■ **AVAILABLE RECORDS**
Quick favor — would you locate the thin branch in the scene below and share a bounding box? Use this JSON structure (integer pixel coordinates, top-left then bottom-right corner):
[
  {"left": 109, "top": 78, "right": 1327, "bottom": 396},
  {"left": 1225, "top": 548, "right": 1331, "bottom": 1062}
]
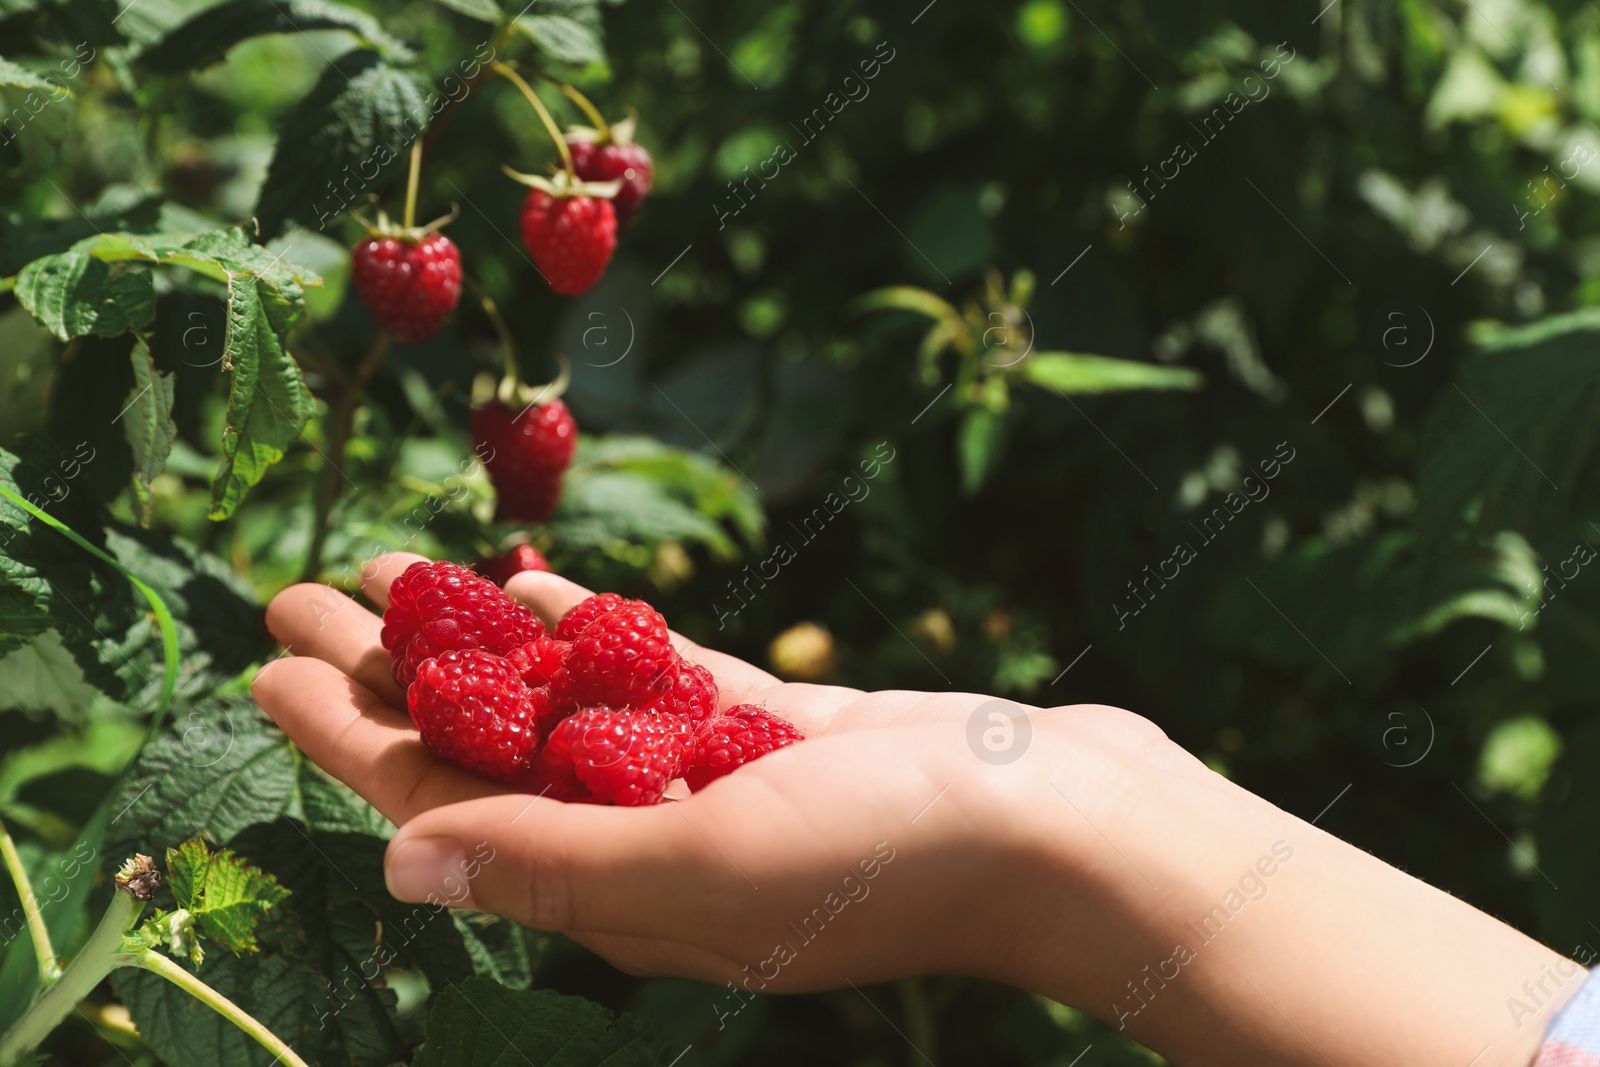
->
[
  {"left": 492, "top": 61, "right": 574, "bottom": 177},
  {"left": 134, "top": 953, "right": 311, "bottom": 1067},
  {"left": 0, "top": 817, "right": 59, "bottom": 988}
]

■ **TASK**
Each line above should be written out again exactly, without any image.

■ **TASK OUTPUT**
Quick favor — would you locate the thin branch in the scene below and share a bounding box? Use this JSON structure (integer pixel coordinates, top-left then bottom-right corner):
[
  {"left": 109, "top": 78, "right": 1327, "bottom": 396},
  {"left": 1225, "top": 548, "right": 1331, "bottom": 1062}
]
->
[
  {"left": 492, "top": 61, "right": 574, "bottom": 177},
  {"left": 134, "top": 953, "right": 311, "bottom": 1067},
  {"left": 0, "top": 817, "right": 59, "bottom": 988}
]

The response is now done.